## GOAL OF THE EXERCISE
Lines with the word "bare" are the ones wanted. Copy each of them from the entries below.

## RAW DATA

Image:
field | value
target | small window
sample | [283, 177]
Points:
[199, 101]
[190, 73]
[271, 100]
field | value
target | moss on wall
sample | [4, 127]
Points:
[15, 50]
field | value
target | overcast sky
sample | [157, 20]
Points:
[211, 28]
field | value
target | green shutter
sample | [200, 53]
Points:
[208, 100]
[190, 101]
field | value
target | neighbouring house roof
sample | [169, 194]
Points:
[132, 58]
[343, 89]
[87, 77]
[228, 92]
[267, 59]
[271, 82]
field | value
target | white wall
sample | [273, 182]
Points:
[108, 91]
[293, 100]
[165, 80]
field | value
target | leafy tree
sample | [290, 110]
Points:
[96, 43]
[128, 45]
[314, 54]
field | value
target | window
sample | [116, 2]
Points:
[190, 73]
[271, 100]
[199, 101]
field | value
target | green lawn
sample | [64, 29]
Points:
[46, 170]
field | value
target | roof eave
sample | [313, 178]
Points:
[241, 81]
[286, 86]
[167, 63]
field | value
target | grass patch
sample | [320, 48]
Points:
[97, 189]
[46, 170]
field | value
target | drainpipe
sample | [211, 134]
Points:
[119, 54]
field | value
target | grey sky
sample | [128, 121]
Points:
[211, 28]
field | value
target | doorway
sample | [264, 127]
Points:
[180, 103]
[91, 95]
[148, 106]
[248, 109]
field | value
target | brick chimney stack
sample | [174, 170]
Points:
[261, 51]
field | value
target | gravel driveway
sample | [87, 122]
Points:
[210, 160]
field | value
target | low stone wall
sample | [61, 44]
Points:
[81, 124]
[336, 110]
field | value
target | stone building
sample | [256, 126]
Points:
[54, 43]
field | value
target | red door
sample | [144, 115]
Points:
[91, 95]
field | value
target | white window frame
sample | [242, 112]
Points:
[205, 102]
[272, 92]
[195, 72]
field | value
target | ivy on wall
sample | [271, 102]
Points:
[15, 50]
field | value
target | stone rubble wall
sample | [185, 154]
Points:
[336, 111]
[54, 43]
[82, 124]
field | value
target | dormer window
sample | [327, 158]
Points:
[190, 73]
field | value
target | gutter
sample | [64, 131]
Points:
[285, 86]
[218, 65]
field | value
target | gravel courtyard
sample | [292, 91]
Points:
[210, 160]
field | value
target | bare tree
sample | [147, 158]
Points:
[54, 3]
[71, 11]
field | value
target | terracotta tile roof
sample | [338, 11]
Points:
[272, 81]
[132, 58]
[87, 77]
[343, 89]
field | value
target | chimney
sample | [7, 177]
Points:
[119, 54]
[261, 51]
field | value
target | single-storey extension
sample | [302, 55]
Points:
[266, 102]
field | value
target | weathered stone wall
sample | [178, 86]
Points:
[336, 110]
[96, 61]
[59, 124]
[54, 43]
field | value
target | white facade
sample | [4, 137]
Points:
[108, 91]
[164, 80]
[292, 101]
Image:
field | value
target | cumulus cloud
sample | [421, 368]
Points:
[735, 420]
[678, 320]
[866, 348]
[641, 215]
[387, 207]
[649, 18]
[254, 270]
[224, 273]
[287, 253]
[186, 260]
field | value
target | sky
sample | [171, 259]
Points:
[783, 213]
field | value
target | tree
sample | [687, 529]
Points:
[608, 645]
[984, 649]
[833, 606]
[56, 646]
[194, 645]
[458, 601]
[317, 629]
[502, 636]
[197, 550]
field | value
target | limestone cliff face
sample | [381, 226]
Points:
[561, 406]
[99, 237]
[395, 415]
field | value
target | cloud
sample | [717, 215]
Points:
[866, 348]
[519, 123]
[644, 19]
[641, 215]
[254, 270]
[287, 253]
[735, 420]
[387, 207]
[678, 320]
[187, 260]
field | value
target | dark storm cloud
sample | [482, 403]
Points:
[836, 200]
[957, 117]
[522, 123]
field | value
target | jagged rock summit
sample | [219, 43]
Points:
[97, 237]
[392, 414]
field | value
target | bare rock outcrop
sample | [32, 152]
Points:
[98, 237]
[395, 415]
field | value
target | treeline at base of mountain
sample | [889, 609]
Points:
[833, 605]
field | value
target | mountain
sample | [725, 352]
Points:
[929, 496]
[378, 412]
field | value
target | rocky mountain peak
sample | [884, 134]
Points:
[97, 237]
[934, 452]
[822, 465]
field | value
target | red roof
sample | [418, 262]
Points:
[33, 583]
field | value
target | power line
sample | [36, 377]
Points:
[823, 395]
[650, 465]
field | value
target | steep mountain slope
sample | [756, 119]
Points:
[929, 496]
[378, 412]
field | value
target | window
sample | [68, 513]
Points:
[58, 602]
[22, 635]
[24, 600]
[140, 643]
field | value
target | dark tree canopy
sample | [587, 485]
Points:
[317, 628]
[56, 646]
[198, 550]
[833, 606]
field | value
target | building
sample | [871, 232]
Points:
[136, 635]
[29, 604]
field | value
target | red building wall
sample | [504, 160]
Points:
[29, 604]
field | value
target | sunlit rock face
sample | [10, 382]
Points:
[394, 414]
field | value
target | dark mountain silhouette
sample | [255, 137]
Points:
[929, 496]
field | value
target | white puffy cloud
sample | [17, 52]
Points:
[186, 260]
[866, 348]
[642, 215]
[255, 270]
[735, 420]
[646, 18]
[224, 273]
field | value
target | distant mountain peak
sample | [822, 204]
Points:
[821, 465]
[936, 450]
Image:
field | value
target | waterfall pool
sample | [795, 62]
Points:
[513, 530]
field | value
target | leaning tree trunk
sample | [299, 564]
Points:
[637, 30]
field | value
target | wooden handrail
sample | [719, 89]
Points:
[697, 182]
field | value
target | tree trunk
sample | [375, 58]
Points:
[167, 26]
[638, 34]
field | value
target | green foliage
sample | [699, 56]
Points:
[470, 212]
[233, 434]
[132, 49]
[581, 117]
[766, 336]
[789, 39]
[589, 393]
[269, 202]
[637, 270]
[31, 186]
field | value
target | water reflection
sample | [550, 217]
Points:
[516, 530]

## WRITTEN ANSWER
target | bare tree
target | bare rock outcrop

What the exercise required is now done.